■ **Work to be completed**:
Copy, word for word, the lines of the entries below between the one with "Practice step: locate the tree" and the one with "x=356, y=37", inclusive, and leave out everything else.

■ **Data**:
****

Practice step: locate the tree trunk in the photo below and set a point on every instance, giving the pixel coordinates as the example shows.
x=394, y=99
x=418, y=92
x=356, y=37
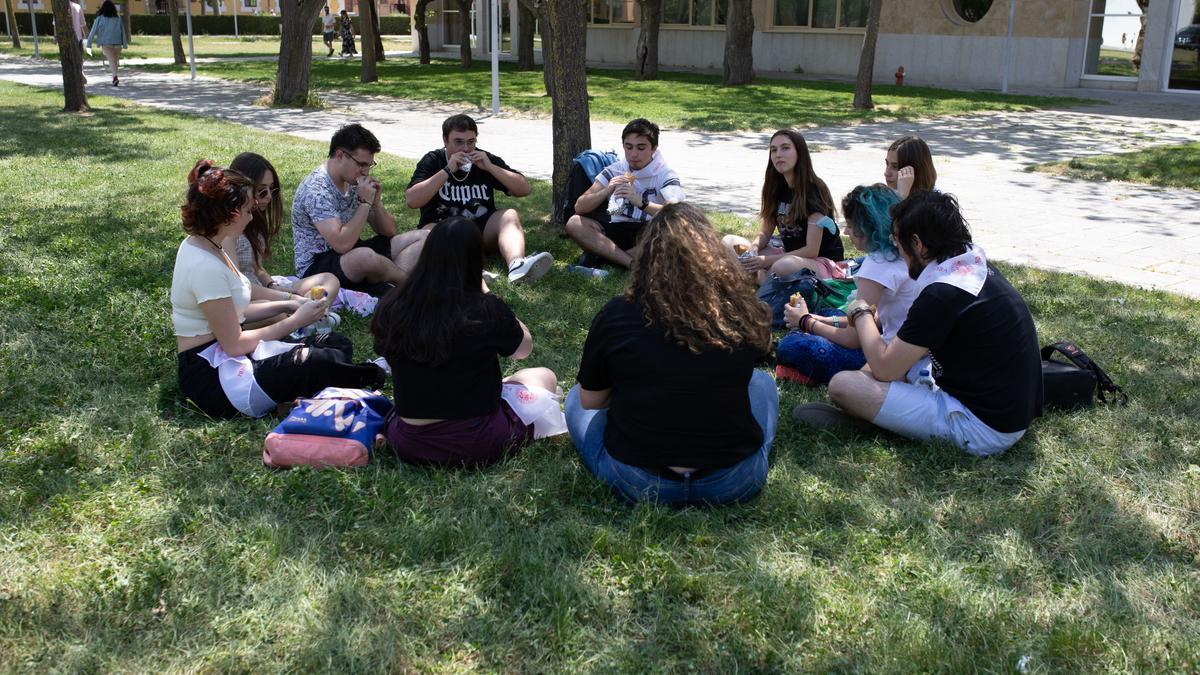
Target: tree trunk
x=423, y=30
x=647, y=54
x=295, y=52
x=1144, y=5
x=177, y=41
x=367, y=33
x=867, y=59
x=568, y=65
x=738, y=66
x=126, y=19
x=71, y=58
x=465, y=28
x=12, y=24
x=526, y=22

****

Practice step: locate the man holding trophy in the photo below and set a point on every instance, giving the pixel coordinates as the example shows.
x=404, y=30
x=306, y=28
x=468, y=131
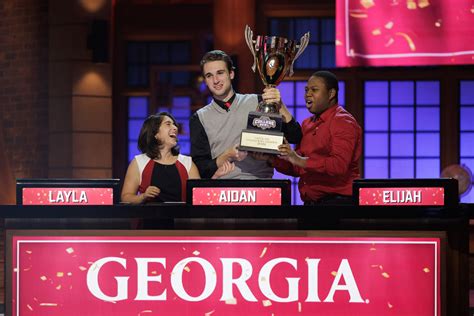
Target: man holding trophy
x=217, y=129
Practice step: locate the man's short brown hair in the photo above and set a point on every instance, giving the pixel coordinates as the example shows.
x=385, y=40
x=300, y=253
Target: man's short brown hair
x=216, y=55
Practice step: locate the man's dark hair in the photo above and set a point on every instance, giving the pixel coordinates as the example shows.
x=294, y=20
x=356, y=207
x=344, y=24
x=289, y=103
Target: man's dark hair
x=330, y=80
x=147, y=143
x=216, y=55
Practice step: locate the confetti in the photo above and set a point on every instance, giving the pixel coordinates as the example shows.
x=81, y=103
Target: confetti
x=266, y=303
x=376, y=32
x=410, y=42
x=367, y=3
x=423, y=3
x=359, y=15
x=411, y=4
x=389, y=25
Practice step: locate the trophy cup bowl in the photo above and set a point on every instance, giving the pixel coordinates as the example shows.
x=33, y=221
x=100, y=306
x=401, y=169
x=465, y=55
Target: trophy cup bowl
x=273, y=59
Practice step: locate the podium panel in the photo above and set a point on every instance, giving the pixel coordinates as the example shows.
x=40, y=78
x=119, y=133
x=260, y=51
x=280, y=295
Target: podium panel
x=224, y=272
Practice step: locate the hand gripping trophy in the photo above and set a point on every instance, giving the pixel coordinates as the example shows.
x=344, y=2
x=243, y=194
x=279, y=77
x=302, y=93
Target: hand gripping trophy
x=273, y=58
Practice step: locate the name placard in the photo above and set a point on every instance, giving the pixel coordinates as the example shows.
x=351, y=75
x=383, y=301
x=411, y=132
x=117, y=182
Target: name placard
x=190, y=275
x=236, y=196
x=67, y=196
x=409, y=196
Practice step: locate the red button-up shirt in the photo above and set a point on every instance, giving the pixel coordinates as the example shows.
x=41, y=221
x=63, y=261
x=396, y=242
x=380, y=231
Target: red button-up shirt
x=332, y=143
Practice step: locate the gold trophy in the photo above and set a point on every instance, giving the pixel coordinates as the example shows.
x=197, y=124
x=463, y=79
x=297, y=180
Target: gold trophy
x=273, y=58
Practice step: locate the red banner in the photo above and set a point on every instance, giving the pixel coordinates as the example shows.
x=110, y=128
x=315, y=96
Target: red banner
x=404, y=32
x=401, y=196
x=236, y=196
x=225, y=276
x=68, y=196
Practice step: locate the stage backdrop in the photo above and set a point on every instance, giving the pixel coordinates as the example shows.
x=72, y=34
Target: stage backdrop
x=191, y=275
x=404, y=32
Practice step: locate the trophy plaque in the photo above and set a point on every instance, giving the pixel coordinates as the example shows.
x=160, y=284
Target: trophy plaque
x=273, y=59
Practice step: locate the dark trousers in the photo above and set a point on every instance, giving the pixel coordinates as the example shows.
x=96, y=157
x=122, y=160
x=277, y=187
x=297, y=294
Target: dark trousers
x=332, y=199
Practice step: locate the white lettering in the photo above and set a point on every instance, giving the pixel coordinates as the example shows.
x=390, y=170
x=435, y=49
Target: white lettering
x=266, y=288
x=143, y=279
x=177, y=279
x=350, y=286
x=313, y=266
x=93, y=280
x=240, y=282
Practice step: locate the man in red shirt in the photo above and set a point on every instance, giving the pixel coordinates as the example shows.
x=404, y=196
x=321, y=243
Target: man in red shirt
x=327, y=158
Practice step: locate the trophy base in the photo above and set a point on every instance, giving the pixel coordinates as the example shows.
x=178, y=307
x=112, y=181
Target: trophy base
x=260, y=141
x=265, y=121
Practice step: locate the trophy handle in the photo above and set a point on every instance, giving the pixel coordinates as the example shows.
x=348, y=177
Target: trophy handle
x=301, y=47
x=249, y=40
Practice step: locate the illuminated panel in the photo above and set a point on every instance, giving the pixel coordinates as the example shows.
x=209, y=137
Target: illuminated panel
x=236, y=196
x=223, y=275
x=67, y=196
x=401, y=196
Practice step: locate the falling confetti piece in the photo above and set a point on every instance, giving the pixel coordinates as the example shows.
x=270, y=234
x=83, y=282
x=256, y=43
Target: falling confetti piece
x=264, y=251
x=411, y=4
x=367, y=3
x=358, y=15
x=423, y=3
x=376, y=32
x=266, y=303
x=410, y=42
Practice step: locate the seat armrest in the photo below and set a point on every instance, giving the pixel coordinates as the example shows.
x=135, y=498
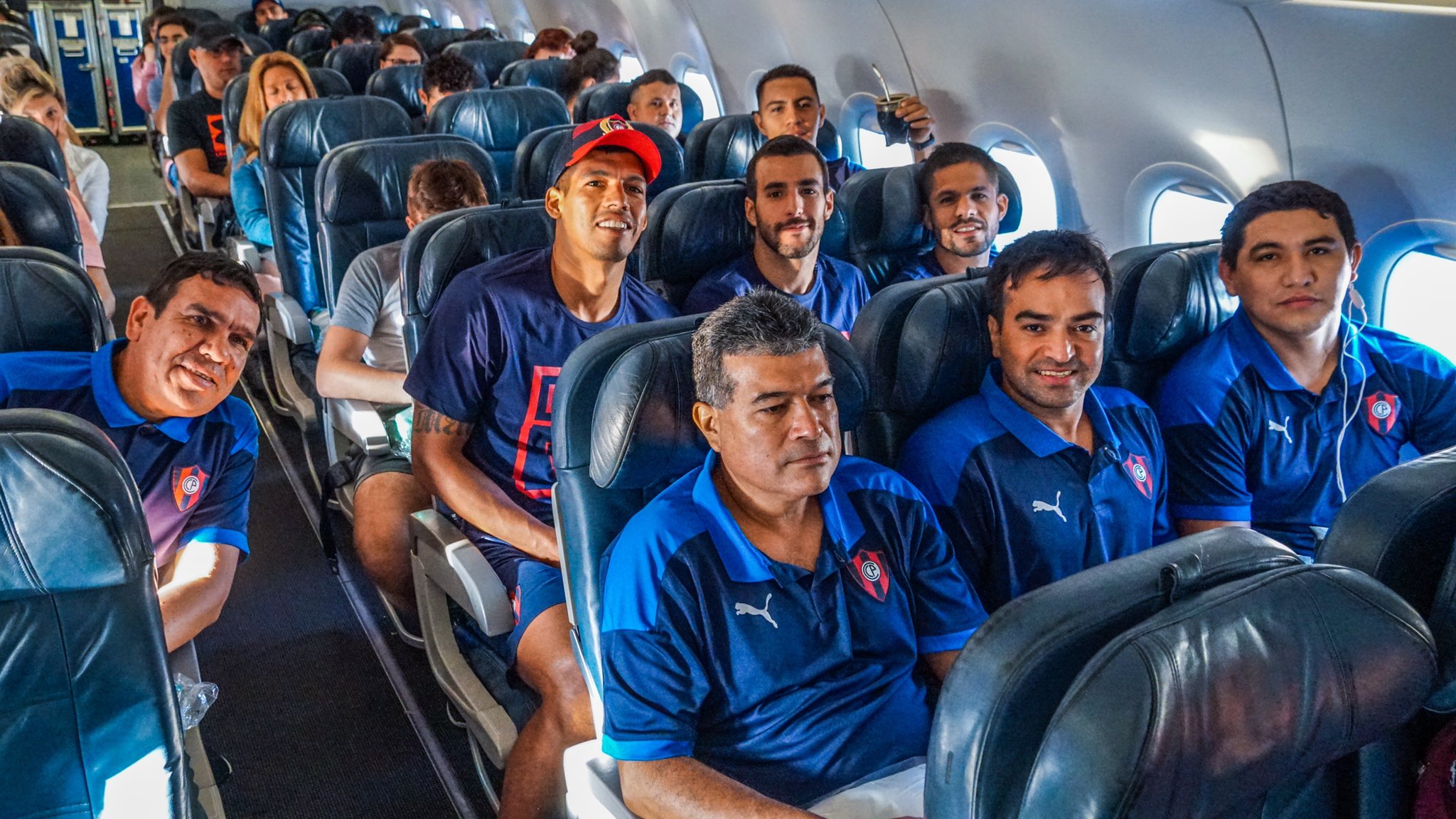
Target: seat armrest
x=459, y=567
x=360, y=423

****

■ **Task answer**:
Practice step: locate the tree trunk in the photo below and set a point on every instance, giving the pixel coordinates as the example shows.
x=394, y=99
x=418, y=92
x=356, y=37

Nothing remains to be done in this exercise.